Report every line in the listing below that contains the word "building", copying each matching line in full. Case counts.
========================================================================
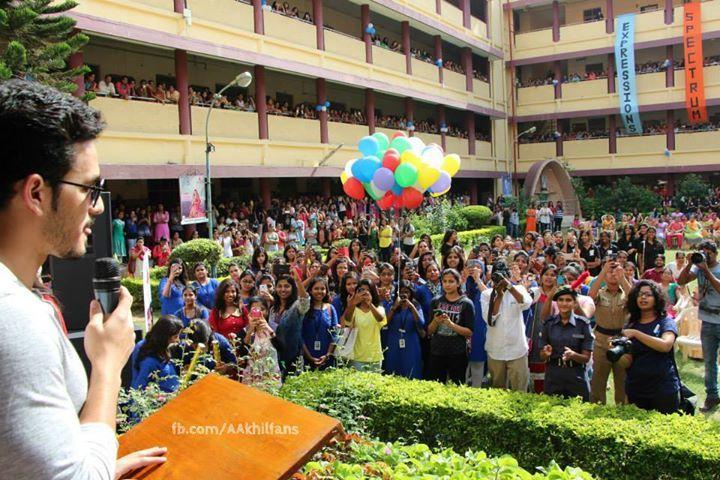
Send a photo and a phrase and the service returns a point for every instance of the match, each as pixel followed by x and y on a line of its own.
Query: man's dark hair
pixel 39 127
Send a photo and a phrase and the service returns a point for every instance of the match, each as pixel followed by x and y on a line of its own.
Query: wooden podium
pixel 220 429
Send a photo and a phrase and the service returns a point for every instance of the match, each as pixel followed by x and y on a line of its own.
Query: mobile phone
pixel 280 269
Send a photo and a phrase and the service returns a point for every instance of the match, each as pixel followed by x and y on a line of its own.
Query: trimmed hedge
pixel 476 215
pixel 470 238
pixel 609 442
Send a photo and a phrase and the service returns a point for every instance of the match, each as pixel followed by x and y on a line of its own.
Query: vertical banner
pixel 625 67
pixel 147 293
pixel 694 80
pixel 192 199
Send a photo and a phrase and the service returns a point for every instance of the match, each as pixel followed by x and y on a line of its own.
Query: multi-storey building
pixel 471 75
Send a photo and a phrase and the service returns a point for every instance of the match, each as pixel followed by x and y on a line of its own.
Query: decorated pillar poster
pixel 625 67
pixel 694 80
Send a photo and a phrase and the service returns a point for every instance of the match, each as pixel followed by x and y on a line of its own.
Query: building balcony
pixel 144 135
pixel 593 94
pixel 224 28
pixel 644 153
pixel 578 39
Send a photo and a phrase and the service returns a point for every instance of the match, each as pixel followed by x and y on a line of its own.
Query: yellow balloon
pixel 408 156
pixel 451 164
pixel 427 176
pixel 440 193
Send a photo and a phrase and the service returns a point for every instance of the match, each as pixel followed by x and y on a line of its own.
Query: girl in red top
pixel 228 316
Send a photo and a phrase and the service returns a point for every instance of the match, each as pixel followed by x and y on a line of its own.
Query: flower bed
pixel 610 442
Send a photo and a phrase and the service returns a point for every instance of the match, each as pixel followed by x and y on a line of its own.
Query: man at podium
pixel 54 423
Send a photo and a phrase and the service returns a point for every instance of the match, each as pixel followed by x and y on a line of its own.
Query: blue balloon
pixel 364 169
pixel 368 146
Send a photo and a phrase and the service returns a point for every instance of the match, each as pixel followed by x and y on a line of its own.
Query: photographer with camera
pixel 566 344
pixel 609 292
pixel 646 349
pixel 704 267
pixel 506 344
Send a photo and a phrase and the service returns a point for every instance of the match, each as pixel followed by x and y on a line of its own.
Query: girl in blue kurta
pixel 320 327
pixel 150 359
pixel 405 328
pixel 205 286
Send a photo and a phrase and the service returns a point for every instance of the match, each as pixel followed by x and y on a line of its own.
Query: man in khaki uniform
pixel 609 291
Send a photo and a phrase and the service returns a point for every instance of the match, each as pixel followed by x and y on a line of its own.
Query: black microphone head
pixel 106 267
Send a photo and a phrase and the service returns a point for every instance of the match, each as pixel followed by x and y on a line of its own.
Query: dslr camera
pixel 697 257
pixel 619 347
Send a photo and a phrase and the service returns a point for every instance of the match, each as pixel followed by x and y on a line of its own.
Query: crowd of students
pixel 534 312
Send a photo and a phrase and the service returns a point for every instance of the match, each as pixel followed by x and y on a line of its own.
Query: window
pixel 592 15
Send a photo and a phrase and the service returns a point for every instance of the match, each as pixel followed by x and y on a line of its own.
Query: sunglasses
pixel 94 191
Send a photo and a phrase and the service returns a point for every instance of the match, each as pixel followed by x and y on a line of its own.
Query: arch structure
pixel 549 180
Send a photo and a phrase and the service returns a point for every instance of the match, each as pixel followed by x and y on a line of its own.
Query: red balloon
pixel 411 197
pixel 386 202
pixel 391 159
pixel 354 189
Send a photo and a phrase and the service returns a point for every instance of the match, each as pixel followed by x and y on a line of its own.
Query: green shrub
pixel 361 459
pixel 134 286
pixel 470 238
pixel 476 215
pixel 609 442
pixel 198 250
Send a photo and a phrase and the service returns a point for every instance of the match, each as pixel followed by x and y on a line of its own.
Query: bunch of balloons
pixel 397 172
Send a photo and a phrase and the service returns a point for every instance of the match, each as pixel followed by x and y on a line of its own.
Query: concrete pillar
pixel 470 127
pixel 438 55
pixel 367 38
pixel 465 7
pixel 405 28
pixel 442 121
pixel 468 66
pixel 260 102
pixel 558 79
pixel 76 61
pixel 258 20
pixel 370 109
pixel 320 87
pixel 318 18
pixel 559 141
pixel 410 113
pixel 612 130
pixel 609 17
pixel 669 12
pixel 183 84
pixel 265 194
pixel 670 120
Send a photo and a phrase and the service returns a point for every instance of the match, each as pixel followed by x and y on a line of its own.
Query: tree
pixel 692 186
pixel 37 42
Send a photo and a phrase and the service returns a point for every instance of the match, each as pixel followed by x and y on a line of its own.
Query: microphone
pixel 106 283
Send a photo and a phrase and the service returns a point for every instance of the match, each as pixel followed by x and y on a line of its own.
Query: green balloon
pixel 383 141
pixel 406 174
pixel 400 144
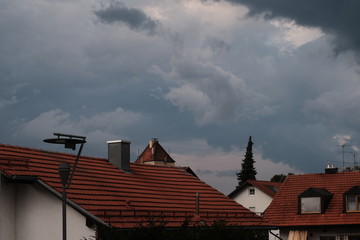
========================================================================
**ANSWER IN FULL:**
Query: multi-storey building
Query: building balcony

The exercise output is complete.